Texto de origen:
· · · ·
No es casual entonces que se coma mucho en las novelas de un francés como Flaubert. Como lo ha estudiado Jean-Pierre Richard, hay pocos cuadros tan familiares en su obra como el de la mesa provista sobre la que se amontonan los alimentos y a cuyo alrededor se abren los apetitos. La mesa flaubertiana, dice Richard, se pone entre los hombres como un lugar de encuentro, casi de comunión, en el que la comida aparece incluso como un rito religioso. Flaubert se muestra ante las cosas como un gigante sentado a la mesa. Si en Las tentaciones de San Antonio el apetito se vuelve histérico, descontrolado, Bouvard y Pécuchet representan la parodia de esta hambre de inteligencia que poseía su creador: para ellos, instruirse es tragar el saber.

La situación fuera de Francia, desde luego, es otra. España hace de su escasez un género literario, la picaresca. También la comida puede ser un fuerte indicador social. En épocas de persecución de los “marranos”, un signo de cristiano viejo era comer cerdo, y algunos hidalgos de la estirpe de Don Quijote comulgaban diariamente para tener algo en el estómago. No obstante, España se puede jactar de haber revolucionado la cocina europea gracias al descubrimiento de América y a todo lo que –además del oro– trajo aparejado: papas, batatas, cacao, maíz, vainilla, tomate, zapallo.

Pese a la legendaria abundancia digna del “país de Jauja” imaginada por los primeros viajeros llegados a las costas americanas, los relatos de la conquista revelan algunas de las páginas más escalofriantes en lo que hace a la privación de alimentos, como el célebre episodio narrado por Ulrico Schmidl. Al mismo tiempo, hay náufragos que ostentan la habilidad, la paciencia y el espíritu colonizador de que hace gala el Robinson Crusoe imaginado por Defoe a partir de los relatos de Pedro Serrano y Alexander Selkirk. Otra realidad no menos inquietante con la que habrían de encontrarse era la de los caníbales, realidad sobre la que Montaigne reflexiona en un célebre ensayo del que se hará eco Shakespeare para crear a Calibán, el impredecible personaje de La tempestad. Mucho más tarde Freud se extendería sobre los efectos psíquicos de la idea de la antropofagia en Tótem y tabú. Lo cierto es que las costumbres gastronómicas de los indios americanos fascinaron por bastante tiempo a los viajeros europeos o locales, como lo describe el francés Guinnard y también, en tono menos trágico, Lucio V. Mansilla. La dieta de los gauchos, no menos llamativa, fue objeto de innumerables comentarios, entre ellos el de Concolorcorvo, aunque hoy forma parte insustituible en la vida de los argentinos. Cierta violencia latente en el resultado final del “asadito” es bien captada por Sara Gallardo en su primera novela, mientras que Esteban Echeverría, alejado de las truculencias de su “Matadero”, supo exaltar las virtudes de un corte típico como el matambre.
· · · ·
Completa lo siguiente:
A. Transcribe el fragmento del texto sobre la comida en la literatura que va de "No es casual" a "tragar el saber.", ambos incluidos.
B. Prosigue el texto sobre la comida en la literatura a partir de su última oración.
El material que aparece después es independiente del texto.
· · · ·
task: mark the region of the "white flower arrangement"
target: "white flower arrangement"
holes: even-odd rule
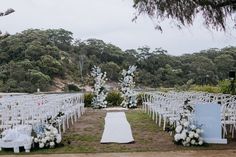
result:
[[[32,137],[34,146],[39,148],[54,148],[61,143],[62,137],[57,127],[64,113],[59,112],[56,117],[49,117],[45,124],[36,124],[33,127],[35,135]]]
[[[52,125],[45,125],[44,132],[33,137],[34,144],[38,144],[39,148],[54,148],[61,140],[61,134]]]
[[[193,107],[187,99],[184,102],[183,113],[180,115],[180,121],[175,128],[174,142],[183,146],[201,146],[204,144],[201,133],[201,127],[191,123]]]
[[[122,107],[126,108],[134,108],[137,106],[136,94],[133,90],[135,86],[134,82],[134,72],[136,70],[136,66],[130,66],[128,71],[123,70],[122,76],[123,80],[121,80],[121,91],[123,96],[123,101],[121,103]]]
[[[178,122],[175,128],[174,142],[183,146],[201,146],[203,139],[201,133],[203,130],[194,124],[190,124],[187,119]]]
[[[94,97],[92,100],[93,108],[105,108],[107,106],[107,91],[105,83],[107,81],[106,72],[102,73],[101,68],[94,66],[91,75],[94,77]]]

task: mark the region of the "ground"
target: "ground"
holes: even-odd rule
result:
[[[62,144],[55,149],[32,149],[32,154],[44,153],[111,153],[111,152],[195,152],[202,150],[232,150],[236,140],[227,145],[207,145],[203,147],[183,147],[172,142],[172,136],[162,131],[141,109],[126,111],[130,122],[134,143],[100,144],[103,133],[104,117],[107,111],[87,109],[86,113],[63,134]],[[12,153],[5,150],[2,154]],[[234,152],[233,152],[234,153]],[[23,153],[24,154],[24,153]],[[150,153],[149,153],[150,154]]]

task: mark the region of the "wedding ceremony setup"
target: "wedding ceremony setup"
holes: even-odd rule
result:
[[[27,94],[0,99],[0,148],[54,147],[84,113],[82,94]]]
[[[128,70],[122,71],[123,77],[119,83],[122,97],[120,107],[109,107],[107,74],[97,66],[91,71],[94,79],[92,110],[85,109],[85,93],[3,95],[0,99],[0,150],[11,148],[14,153],[19,153],[20,148],[24,148],[29,153],[31,149],[56,149],[64,140],[63,136],[66,138],[68,131],[71,134],[70,128],[80,126],[80,119],[86,117],[89,114],[87,112],[104,114],[101,118],[103,131],[100,142],[97,141],[97,144],[104,147],[109,144],[136,143],[133,126],[128,120],[130,113],[135,112],[149,116],[152,125],[160,128],[159,132],[169,134],[176,145],[225,145],[228,144],[229,137],[234,138],[235,95],[175,91],[137,92],[134,90],[135,70],[136,66],[129,66]],[[138,101],[141,102],[140,106],[137,105]],[[145,124],[144,128],[136,129],[145,129]]]

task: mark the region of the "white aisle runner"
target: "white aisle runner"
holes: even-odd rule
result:
[[[101,143],[133,142],[131,127],[124,112],[108,112]]]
· · · ·
Respuestas:
A.
No es casual entonces que se coma mucho en las novelas de un francés como Flaubert. Como lo ha estudiado Jean-Pierre Richard, hay pocos cuadros tan familiares en su obra como el de la mesa provista sobre la que se amontonan los alimentos y a cuyo alrededor se abren los apetitos. La mesa flaubertiana, dice Richard, se pone entre los hombres como un lugar de encuentro, casi de comunión, en el que la comida aparece incluso como un rito religioso. Flaubert se muestra ante las cosas como un gigante sentado a la mesa. Si en Las tentaciones de San Antonio el apetito se vuelve histérico, descontrolado, Bouvard y Pécuchet representan la parodia de esta hambre de inteligencia que poseía su creador: para ellos, instruirse es tragar el saber.

B.
Como bien lo sabía Norah Lange, generosa y eufórica a la hora de pronunciar discursos, no es conveniente abusar de la buena predisposición del público. Tampoco lo permitirían las buenas costumbres de mesa que ayudaron a definir hombres como Erasmo y La Salle. Es conveniente dejar que fluya la conversación entre nuestros notables invitados, que encontrarán, así lo esperamos, dignos interlocutores en sus vecinos de mesa, ya que no hay nada peor que comer en mala compañía, como nos lo pueden asegurar desde Thomas Malory hasta Elena Garro. En este banquete los invitados son amables, algunos quizá levemente inquietantes, otros demasiado tímidos, pero todos están dispuestos a aprovechar una pausa en la conversación para introducir su anécdota brillante, evitar el silencio y compartir su punto de vista sobre ese fenómeno complejo y a la vez cotidiano, diverso y a la vez siempre el mismo, íntimo o extraño, que se produce, siempre renovado en la mirada del escritor, en torno a una mesa.